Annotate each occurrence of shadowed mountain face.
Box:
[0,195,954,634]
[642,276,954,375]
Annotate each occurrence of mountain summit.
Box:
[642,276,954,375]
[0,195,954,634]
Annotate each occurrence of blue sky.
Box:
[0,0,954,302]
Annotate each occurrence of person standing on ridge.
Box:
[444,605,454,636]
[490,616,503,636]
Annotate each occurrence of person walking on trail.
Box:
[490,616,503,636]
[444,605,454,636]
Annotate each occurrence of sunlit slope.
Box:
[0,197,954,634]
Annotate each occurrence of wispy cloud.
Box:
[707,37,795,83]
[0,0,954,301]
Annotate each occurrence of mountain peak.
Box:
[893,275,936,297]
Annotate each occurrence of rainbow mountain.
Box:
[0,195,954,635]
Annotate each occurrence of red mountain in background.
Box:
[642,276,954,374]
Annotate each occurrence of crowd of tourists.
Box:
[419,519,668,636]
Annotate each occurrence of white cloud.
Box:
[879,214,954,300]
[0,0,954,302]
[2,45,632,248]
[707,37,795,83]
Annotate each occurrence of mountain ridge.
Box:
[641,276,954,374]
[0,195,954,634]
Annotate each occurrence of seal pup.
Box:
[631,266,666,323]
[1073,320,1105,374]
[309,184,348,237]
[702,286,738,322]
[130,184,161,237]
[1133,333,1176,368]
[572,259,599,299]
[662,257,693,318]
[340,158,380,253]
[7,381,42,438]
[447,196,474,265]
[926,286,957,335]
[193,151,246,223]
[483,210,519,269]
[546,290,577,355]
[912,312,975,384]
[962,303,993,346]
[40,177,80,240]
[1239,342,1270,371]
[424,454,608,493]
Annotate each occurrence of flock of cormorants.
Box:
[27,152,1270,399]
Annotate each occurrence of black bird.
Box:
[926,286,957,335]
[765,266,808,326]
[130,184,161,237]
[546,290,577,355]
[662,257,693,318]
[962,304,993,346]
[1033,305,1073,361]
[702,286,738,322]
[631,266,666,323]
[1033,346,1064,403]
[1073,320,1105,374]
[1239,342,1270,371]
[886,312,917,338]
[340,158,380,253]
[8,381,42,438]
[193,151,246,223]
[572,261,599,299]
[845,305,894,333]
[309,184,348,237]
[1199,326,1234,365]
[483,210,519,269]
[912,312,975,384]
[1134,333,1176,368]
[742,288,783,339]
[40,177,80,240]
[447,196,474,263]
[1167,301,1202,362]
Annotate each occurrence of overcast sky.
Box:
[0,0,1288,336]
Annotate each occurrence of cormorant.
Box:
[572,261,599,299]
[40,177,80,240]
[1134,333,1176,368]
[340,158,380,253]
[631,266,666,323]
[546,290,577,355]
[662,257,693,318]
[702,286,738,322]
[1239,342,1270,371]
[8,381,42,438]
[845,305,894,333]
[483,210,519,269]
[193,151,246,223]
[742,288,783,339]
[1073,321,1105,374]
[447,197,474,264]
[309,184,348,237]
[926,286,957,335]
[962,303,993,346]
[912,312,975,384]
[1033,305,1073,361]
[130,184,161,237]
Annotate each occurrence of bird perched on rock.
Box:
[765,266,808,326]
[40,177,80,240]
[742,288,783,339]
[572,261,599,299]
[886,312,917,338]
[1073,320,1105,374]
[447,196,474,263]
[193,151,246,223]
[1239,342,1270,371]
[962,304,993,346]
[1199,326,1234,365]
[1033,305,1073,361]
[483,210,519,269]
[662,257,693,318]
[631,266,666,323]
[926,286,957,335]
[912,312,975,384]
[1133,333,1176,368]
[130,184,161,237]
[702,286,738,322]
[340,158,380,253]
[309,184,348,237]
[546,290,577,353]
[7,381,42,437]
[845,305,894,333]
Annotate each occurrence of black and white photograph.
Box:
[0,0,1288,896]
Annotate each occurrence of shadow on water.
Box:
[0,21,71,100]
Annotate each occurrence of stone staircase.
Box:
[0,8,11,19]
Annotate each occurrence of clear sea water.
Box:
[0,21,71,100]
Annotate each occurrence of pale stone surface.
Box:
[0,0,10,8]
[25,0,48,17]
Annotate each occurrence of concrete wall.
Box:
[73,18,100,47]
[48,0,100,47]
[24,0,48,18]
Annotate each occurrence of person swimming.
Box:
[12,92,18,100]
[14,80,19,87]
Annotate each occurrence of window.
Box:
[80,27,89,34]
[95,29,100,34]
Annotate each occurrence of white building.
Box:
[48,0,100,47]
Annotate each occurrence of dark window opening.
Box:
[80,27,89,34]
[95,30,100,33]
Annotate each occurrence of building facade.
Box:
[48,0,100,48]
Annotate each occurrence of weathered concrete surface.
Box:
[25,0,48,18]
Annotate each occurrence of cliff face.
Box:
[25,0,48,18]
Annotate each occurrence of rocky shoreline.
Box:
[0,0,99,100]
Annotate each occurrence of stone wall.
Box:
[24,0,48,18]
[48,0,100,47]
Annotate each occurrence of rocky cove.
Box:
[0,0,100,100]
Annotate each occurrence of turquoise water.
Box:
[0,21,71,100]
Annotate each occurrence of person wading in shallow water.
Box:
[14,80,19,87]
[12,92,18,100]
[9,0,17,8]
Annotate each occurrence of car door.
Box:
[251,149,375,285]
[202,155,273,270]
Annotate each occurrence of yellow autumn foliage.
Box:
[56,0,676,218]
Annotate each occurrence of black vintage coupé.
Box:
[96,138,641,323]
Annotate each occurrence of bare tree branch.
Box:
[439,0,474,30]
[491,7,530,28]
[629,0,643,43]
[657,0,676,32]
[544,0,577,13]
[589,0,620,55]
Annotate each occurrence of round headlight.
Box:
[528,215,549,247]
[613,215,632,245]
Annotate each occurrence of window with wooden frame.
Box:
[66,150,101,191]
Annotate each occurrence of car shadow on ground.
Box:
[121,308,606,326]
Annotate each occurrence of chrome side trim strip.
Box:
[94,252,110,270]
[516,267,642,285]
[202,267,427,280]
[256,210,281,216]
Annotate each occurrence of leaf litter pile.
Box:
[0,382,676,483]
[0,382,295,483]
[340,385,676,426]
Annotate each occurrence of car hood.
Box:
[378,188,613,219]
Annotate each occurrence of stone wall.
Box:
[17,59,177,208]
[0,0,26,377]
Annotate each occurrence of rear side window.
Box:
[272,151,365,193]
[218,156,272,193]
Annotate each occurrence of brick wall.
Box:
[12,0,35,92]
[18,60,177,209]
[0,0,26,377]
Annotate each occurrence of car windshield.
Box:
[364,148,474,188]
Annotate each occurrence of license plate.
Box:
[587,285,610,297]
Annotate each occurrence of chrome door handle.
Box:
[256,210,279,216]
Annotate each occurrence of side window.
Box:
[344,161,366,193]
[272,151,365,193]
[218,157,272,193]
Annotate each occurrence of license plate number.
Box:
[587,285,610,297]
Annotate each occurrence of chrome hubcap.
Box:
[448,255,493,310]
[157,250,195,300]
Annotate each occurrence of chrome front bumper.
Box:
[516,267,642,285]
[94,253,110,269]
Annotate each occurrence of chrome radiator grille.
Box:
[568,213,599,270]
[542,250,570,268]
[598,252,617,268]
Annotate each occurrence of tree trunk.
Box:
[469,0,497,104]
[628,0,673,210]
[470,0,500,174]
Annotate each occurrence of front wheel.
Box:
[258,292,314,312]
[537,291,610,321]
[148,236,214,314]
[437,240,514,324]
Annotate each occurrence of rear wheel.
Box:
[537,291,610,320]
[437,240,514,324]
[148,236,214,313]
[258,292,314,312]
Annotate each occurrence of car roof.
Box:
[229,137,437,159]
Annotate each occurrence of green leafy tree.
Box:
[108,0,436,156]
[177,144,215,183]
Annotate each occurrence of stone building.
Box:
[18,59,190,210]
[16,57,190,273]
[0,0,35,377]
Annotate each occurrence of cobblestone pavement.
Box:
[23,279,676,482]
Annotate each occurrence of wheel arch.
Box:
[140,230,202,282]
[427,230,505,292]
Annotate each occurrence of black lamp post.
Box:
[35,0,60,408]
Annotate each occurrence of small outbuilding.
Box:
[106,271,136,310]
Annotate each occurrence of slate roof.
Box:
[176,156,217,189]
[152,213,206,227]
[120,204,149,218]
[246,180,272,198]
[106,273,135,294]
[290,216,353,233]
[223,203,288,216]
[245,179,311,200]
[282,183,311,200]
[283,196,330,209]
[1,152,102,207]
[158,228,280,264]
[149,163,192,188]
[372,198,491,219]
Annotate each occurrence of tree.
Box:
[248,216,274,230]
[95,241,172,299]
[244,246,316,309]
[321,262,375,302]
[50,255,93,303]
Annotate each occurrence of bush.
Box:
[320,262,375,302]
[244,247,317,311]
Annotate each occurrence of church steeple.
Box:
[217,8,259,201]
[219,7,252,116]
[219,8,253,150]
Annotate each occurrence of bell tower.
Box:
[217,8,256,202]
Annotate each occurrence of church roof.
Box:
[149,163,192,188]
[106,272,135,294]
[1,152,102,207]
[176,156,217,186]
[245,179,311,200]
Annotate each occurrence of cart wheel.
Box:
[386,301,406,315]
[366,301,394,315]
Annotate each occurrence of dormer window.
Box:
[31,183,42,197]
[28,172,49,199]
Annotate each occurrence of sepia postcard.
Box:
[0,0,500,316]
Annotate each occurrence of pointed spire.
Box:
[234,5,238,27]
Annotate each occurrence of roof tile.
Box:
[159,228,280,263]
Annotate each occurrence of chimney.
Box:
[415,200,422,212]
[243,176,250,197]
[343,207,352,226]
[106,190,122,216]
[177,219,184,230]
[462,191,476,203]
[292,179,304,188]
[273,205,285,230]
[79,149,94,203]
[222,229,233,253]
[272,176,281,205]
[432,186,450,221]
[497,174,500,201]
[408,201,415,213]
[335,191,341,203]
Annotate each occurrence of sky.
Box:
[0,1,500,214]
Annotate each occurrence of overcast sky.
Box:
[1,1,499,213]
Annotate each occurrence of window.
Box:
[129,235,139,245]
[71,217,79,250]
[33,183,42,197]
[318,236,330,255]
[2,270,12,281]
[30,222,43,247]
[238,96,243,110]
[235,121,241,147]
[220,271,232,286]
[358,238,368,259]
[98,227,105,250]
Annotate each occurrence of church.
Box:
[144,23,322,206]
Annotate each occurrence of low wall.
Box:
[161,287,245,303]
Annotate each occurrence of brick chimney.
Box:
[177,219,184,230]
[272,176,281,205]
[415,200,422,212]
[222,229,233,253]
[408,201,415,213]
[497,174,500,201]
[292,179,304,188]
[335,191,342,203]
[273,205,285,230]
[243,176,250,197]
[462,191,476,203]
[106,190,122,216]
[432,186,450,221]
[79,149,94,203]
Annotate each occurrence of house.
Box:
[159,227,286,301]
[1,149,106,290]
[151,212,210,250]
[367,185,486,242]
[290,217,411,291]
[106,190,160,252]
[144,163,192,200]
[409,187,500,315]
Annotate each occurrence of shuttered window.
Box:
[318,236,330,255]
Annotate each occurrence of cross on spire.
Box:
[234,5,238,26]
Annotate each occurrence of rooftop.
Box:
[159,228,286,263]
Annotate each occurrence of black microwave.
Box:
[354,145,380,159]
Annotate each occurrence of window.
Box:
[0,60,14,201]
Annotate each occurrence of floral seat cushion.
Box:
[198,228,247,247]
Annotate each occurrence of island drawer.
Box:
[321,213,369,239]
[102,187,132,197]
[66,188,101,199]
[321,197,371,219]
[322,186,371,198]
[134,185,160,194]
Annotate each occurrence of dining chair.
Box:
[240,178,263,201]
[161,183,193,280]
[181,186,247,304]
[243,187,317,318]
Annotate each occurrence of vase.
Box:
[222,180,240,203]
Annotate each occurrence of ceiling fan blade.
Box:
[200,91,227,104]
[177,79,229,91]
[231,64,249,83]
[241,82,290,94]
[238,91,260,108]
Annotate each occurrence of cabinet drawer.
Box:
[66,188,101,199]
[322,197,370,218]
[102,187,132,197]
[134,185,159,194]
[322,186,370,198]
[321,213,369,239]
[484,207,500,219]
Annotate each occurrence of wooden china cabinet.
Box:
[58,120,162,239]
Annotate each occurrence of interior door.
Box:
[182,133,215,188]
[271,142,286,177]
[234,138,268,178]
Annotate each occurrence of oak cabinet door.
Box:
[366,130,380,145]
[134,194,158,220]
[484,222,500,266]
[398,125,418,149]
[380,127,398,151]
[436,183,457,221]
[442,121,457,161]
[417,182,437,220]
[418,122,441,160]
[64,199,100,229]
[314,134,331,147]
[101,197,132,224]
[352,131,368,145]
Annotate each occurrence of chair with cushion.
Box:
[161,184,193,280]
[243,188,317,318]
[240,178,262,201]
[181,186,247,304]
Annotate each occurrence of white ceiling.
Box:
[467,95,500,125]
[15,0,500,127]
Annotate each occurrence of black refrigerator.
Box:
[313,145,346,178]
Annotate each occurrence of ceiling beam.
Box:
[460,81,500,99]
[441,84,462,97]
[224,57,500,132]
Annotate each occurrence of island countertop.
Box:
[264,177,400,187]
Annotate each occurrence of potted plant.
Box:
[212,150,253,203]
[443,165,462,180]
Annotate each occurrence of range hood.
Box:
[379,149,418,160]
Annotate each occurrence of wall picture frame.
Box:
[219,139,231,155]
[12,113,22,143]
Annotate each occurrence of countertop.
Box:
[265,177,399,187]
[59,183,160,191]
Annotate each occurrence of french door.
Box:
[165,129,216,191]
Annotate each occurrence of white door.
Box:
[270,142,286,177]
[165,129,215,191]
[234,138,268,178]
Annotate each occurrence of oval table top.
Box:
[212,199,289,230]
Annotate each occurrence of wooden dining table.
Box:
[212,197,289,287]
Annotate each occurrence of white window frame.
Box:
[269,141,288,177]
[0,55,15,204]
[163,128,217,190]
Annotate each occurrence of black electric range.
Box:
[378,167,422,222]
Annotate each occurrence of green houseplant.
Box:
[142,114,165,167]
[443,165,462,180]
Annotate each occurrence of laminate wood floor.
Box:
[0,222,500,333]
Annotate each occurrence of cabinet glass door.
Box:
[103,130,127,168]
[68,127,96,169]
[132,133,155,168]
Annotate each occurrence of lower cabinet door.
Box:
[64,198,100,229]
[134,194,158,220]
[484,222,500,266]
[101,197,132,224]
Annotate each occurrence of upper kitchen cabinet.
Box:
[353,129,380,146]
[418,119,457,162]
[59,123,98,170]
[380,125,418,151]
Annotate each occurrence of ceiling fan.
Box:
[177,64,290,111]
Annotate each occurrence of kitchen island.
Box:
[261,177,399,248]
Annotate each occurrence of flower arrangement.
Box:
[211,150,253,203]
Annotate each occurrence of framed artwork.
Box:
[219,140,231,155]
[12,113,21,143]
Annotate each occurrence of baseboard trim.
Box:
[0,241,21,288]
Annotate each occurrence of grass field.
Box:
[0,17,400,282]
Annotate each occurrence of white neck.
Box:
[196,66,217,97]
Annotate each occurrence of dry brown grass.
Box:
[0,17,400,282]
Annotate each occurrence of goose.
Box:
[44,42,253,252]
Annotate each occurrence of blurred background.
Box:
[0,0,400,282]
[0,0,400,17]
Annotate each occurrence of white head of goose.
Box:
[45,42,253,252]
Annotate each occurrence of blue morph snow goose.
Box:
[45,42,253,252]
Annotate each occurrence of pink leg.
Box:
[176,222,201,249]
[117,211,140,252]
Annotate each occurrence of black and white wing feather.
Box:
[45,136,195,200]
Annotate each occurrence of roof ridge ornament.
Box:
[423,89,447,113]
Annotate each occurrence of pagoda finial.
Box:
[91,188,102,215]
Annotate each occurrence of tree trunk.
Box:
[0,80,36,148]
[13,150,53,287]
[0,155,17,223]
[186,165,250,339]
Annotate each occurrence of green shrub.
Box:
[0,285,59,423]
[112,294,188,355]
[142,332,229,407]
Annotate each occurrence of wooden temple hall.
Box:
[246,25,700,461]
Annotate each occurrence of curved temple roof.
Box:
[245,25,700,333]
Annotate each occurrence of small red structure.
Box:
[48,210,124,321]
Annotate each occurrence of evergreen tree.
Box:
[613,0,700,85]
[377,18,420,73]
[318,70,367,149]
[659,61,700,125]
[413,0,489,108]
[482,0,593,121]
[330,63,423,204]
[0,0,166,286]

------------------------------------------------------------------------

Short task: Convert the records between the lines holding "Annotate each occurrence of rear wheel." and "[335,191,341,203]", inclusive, into a two-column CSV with the headers instruction and boxes. Give one row per record, with its text in one quoted field, its answer in the other, and line breaks replaced by spaces.

Worked answer:
instruction,boxes
"Annotate each occurrence of rear wheel. Box:","[537,291,610,320] [437,240,514,324] [148,236,214,313] [258,292,314,312]"
"Annotate each occurrence of car roof. Box:","[229,137,437,159]"
"Annotate each occurrence of green leafy tree. Box:","[108,0,436,156] [177,144,215,183]"
"Annotate each occurrence of stone building. Box:","[18,59,190,210] [16,57,190,273] [0,0,35,377]"
"Annotate each occurrence of cobblestone pavement. Box:","[23,279,676,482]"
"Annotate each occurrence of wheel arch. Box:","[140,230,202,282] [427,230,505,292]"
"Annotate each occurrence of black lamp post. Box:","[35,0,60,408]"
"Annotate each occurrence of small outbuilding. Box:","[106,271,136,310]"
"Annotate each occurrence of slate roof. Box:","[176,156,217,189] [152,213,206,227] [120,204,149,218] [246,180,272,198] [106,273,135,294] [290,216,353,233] [223,203,288,216] [245,179,311,200] [282,183,311,200] [283,196,330,209] [1,152,102,207] [158,228,280,264] [149,163,192,188] [372,198,491,219]"
"Annotate each occurrence of tree. Box:","[248,216,274,230] [95,241,172,299] [244,246,316,309] [321,262,375,302] [50,255,93,303]"
"Annotate each occurrence of bush. Box:","[320,262,375,302] [244,247,317,311]"
"Annotate each occurrence of church steeple. Box:","[217,8,259,201] [219,7,252,116] [219,8,253,150]"
"Annotate each occurrence of bell tower. Box:","[217,8,256,202]"
"Annotate each occurrence of church roof. Box:","[149,163,192,188] [106,272,135,294] [1,152,102,207] [176,156,217,186] [245,179,311,200]"
"Annotate each occurrence of cart wheel. Box:","[386,301,406,315] [366,301,394,315]"
"Annotate each occurrence of dormer window. Box:","[31,183,42,197] [28,172,49,199]"
"Annotate each occurrence of sepia postcard. Box:","[0,0,500,316]"
"Annotate each occurrence of pointed spire. Box:","[234,5,238,27]"
"Annotate each occurrence of roof tile. Box:","[159,228,280,263]"
"Annotate each occurrence of chimney. Box:","[415,200,422,212] [243,176,250,197] [343,207,352,226] [106,190,122,216] [177,219,184,230] [462,191,476,203] [292,179,304,188] [273,205,285,230] [79,149,94,203] [222,229,233,253] [272,176,281,205] [432,186,450,221] [497,174,500,201] [408,201,415,213] [335,191,341,203]"